_Stored rows_:
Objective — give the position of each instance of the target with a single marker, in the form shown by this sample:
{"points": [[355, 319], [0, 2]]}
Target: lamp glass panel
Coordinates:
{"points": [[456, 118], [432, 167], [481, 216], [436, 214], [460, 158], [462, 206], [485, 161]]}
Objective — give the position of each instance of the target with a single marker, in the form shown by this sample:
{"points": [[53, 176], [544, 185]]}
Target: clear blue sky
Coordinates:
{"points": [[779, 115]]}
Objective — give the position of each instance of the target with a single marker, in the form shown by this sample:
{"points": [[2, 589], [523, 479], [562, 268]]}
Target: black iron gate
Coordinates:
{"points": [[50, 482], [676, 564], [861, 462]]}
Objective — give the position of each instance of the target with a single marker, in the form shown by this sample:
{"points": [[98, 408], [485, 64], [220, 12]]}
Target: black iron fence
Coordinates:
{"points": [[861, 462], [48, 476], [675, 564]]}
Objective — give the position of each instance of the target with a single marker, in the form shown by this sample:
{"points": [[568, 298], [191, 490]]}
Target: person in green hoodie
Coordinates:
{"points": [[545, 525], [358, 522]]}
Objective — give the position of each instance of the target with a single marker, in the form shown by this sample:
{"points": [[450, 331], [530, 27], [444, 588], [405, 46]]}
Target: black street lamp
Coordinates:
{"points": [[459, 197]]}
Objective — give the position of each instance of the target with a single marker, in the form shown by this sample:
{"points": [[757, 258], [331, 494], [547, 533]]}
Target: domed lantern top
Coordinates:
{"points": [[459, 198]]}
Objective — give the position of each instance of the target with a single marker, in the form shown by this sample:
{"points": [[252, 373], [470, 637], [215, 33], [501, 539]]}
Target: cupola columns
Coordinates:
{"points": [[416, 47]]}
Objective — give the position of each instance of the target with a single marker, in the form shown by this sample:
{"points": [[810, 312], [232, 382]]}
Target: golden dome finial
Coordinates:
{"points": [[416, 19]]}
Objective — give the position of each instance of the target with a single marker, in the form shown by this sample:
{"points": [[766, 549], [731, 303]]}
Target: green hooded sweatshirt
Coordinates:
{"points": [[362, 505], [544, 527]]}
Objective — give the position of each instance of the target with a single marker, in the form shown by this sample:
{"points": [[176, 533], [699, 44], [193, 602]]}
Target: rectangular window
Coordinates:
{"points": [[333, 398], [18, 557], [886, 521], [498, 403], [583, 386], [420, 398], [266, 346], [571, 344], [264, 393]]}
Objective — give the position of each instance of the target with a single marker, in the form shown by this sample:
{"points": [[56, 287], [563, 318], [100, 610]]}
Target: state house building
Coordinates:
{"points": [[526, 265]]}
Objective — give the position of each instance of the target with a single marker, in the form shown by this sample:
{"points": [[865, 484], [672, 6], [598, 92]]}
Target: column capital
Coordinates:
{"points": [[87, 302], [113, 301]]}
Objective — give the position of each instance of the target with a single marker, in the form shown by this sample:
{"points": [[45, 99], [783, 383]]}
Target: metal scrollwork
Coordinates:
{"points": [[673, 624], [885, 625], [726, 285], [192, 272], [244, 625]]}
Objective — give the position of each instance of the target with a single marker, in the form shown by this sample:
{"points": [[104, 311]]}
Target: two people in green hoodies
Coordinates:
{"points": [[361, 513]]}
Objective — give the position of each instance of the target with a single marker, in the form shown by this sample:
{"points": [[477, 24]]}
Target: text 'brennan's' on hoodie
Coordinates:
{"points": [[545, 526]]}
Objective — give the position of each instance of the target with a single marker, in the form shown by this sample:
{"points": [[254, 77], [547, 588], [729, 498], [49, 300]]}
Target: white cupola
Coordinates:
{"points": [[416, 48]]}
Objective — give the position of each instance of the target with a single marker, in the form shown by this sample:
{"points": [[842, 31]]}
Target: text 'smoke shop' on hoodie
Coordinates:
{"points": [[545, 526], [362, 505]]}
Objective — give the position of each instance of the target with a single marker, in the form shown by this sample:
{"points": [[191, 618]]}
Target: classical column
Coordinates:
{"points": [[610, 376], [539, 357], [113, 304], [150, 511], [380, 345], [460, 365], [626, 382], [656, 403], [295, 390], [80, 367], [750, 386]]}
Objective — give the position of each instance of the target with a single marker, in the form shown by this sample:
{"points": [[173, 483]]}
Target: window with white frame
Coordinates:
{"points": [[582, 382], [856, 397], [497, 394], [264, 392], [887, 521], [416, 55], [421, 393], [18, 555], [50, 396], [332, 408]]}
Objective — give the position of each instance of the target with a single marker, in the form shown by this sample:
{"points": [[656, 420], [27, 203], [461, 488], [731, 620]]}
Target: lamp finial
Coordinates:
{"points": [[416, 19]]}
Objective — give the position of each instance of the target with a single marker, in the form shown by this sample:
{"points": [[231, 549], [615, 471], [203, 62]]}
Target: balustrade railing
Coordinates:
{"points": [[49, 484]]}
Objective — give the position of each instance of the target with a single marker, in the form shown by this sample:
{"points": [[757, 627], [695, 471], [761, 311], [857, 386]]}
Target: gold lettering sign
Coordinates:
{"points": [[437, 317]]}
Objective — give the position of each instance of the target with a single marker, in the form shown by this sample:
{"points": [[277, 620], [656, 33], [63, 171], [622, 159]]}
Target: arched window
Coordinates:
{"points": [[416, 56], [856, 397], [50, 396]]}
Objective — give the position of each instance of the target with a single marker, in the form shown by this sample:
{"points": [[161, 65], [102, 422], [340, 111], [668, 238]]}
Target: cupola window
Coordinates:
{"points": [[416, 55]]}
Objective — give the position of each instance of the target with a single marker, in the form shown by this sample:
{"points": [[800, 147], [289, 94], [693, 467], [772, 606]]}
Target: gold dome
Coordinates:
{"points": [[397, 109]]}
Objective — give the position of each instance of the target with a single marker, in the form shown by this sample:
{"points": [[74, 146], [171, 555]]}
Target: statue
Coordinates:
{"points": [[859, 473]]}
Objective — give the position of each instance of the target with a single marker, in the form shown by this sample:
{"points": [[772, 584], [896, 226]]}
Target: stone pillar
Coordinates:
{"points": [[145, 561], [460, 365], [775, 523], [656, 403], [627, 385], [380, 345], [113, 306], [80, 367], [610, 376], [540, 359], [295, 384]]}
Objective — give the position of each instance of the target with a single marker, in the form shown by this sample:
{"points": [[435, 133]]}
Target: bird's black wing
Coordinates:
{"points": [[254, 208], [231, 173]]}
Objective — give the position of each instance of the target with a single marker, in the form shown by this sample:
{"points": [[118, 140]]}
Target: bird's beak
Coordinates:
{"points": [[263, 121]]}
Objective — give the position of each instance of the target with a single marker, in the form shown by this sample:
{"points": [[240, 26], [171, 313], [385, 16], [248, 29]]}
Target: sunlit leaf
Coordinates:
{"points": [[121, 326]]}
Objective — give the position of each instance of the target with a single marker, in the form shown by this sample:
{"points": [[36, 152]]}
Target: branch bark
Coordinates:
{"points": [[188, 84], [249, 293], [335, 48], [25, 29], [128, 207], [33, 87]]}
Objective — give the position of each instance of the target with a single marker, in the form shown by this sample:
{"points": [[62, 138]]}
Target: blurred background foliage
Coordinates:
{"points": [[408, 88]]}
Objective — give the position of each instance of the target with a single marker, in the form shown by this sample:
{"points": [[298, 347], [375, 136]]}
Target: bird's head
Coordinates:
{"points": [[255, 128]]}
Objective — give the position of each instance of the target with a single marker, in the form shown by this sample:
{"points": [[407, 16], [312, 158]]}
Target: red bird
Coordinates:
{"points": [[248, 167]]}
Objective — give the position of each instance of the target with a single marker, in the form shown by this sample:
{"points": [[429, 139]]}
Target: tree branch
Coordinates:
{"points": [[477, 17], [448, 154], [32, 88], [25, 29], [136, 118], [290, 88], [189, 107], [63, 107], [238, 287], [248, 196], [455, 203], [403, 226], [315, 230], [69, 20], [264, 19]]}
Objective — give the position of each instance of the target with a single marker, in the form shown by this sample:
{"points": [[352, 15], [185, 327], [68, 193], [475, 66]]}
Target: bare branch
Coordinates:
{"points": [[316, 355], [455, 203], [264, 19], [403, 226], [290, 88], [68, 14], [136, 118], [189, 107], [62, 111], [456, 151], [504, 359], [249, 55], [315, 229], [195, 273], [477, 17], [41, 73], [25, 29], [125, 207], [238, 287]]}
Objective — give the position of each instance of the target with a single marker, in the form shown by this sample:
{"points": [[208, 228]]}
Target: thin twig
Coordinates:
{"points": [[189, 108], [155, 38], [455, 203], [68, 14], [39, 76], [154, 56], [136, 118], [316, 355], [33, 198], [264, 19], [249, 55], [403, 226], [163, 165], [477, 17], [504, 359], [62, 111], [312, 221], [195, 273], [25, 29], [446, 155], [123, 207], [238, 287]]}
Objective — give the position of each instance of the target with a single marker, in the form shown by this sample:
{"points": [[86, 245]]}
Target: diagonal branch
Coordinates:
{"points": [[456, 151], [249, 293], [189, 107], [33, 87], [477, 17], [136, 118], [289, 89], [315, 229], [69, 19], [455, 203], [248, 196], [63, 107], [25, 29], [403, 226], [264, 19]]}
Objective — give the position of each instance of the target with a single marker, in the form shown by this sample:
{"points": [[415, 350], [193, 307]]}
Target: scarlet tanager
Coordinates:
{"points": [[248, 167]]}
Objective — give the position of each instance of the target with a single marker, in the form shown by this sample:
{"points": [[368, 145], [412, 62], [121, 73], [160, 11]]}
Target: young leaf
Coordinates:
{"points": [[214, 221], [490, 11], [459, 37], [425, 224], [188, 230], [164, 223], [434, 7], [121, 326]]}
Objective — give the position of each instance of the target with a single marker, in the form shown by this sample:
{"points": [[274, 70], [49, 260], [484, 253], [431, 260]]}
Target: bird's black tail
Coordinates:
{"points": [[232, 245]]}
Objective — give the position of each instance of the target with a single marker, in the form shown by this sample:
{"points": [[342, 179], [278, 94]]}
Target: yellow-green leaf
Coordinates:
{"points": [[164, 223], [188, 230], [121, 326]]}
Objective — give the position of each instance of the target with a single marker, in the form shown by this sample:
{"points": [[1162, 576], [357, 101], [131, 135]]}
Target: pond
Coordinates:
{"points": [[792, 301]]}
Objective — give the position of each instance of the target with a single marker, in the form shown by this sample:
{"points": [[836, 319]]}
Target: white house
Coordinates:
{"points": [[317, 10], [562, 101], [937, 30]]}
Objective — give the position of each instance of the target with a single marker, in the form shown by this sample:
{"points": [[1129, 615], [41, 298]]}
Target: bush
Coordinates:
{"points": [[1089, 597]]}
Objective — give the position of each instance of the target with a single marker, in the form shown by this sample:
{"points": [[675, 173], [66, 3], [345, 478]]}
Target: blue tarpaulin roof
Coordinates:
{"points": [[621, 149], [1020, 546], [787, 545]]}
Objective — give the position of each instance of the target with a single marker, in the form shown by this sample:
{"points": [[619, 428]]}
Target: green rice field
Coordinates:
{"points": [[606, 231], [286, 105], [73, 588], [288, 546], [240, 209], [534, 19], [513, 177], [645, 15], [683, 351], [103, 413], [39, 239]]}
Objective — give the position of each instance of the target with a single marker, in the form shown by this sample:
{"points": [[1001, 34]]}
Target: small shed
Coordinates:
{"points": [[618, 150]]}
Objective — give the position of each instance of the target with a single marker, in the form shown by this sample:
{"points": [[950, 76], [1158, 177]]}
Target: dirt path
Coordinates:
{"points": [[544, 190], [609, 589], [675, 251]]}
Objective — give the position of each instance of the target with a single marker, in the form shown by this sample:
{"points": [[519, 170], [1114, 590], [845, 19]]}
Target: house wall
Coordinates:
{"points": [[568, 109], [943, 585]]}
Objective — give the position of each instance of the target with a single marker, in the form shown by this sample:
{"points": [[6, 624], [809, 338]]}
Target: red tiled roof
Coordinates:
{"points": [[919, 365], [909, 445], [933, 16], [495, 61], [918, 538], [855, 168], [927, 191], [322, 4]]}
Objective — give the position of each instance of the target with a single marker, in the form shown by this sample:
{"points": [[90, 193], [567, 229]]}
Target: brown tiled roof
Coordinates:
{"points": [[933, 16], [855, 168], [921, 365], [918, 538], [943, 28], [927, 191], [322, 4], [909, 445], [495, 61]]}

_What to produce_:
Pick out every line in the rows above that contains the string "house", and copy each one. Case counts.

_Reply to the task_:
Target: state house building
Target: white house
Target: house wall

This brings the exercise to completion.